> _Exercise requirements_
The listing needs restating word for word.

• • • • •

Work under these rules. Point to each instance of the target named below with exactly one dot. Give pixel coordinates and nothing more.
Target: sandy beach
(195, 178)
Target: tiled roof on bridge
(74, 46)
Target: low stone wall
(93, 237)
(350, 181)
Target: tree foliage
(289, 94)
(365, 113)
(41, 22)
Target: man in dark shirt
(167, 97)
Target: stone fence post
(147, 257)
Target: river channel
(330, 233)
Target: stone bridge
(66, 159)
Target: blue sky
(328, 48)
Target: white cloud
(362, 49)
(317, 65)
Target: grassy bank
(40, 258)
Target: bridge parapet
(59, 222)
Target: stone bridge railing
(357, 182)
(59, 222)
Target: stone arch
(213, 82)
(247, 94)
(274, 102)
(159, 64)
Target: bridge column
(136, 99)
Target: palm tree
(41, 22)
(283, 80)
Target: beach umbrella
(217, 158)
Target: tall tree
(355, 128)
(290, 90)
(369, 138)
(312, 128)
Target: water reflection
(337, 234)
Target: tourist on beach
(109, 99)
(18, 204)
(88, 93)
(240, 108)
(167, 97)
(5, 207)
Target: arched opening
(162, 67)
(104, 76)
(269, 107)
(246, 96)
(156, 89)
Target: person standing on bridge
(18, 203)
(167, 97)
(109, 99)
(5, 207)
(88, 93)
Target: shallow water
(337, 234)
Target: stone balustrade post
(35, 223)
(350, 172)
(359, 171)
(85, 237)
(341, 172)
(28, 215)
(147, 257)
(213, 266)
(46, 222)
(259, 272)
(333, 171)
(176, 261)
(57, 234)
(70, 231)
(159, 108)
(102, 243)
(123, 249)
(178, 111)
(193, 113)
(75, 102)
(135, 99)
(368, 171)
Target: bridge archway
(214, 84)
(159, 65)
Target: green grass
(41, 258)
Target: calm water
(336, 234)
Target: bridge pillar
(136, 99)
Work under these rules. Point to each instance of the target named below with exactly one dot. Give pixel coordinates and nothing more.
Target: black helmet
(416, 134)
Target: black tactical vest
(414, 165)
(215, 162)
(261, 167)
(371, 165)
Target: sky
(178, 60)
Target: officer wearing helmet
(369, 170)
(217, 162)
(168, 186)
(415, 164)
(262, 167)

• • • • •

> _Solved problem_
Work under these rules. Point to each instance of the target named below with exactly one dot. Give pixel coordinates and nothing more.
Target: sandy beach
(195, 178)
Target: tiled roof on bridge
(74, 46)
Target: low stone wall
(93, 237)
(350, 181)
Target: tree foliage
(289, 94)
(365, 113)
(41, 22)
Target: man in dark shirt
(167, 97)
Target: stone fence post
(147, 257)
Target: river channel
(330, 233)
Target: stone bridge
(66, 159)
Target: blue sky
(328, 48)
Target: white cloud
(362, 49)
(317, 65)
Target: grassy bank
(40, 258)
Target: bridge parapet
(59, 222)
Target: stone bridge railing
(357, 182)
(59, 222)
Target: stone arch
(213, 82)
(247, 94)
(274, 102)
(159, 64)
Target: bridge column
(136, 99)
Target: palm tree
(41, 22)
(283, 80)
Target: beach umbrella
(217, 158)
Target: tall tree
(355, 128)
(290, 90)
(369, 138)
(312, 128)
Target: water reflection
(337, 234)
Target: tourist on beach
(109, 99)
(18, 204)
(88, 93)
(240, 108)
(167, 97)
(5, 207)
Target: arched opening
(162, 67)
(104, 76)
(269, 107)
(246, 96)
(156, 89)
Target: person standing on bridge
(18, 203)
(167, 97)
(109, 99)
(5, 207)
(88, 93)
Target: shallow water
(337, 234)
Target: stone balustrade post
(35, 223)
(350, 172)
(359, 171)
(85, 237)
(341, 172)
(28, 215)
(147, 257)
(213, 266)
(46, 222)
(259, 272)
(333, 171)
(176, 261)
(57, 234)
(70, 231)
(159, 108)
(102, 243)
(123, 249)
(178, 111)
(193, 113)
(75, 102)
(135, 99)
(368, 171)
Target: bridge archway
(214, 84)
(159, 65)
Target: green grass
(41, 258)
Target: calm water
(336, 234)
Target: bridge pillar
(136, 99)
Work under these rules. Point to each instance of the target named below with exactly one dot. Give pixel coordinates and nothing more.
Target: black helmet
(416, 134)
Target: black tactical vest
(414, 165)
(215, 162)
(261, 167)
(371, 165)
Target: sky
(178, 60)
Target: officer wearing helmet
(369, 170)
(217, 162)
(168, 186)
(415, 164)
(262, 167)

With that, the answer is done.